■ Challenge ■
Reproduce the lines of the listing below, from the line containing "Q: Point to one spot on each instance of the shadow" through the line containing "Target: shadow on grass", inclusive.

>> BEGIN Dataset extract

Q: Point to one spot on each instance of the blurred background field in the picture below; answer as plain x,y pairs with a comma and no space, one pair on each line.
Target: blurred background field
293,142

>> END Dataset extract
>> BEGIN Dataset extract

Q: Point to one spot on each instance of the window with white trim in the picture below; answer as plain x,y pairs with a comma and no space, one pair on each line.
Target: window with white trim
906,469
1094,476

>> END Dataset extract
>> BEGIN Dataset extract

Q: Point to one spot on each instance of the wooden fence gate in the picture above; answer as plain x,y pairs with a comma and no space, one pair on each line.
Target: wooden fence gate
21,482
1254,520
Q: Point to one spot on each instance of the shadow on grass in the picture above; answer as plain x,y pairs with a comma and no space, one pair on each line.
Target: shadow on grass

>> END Dataset extract

■ Result of this exercise ■
Q: Point to one spot on each instance of the shadow on grass in the picture above; answer as plain x,y pairs with a comma and no space, one pair on each line.
Target: shadow on grass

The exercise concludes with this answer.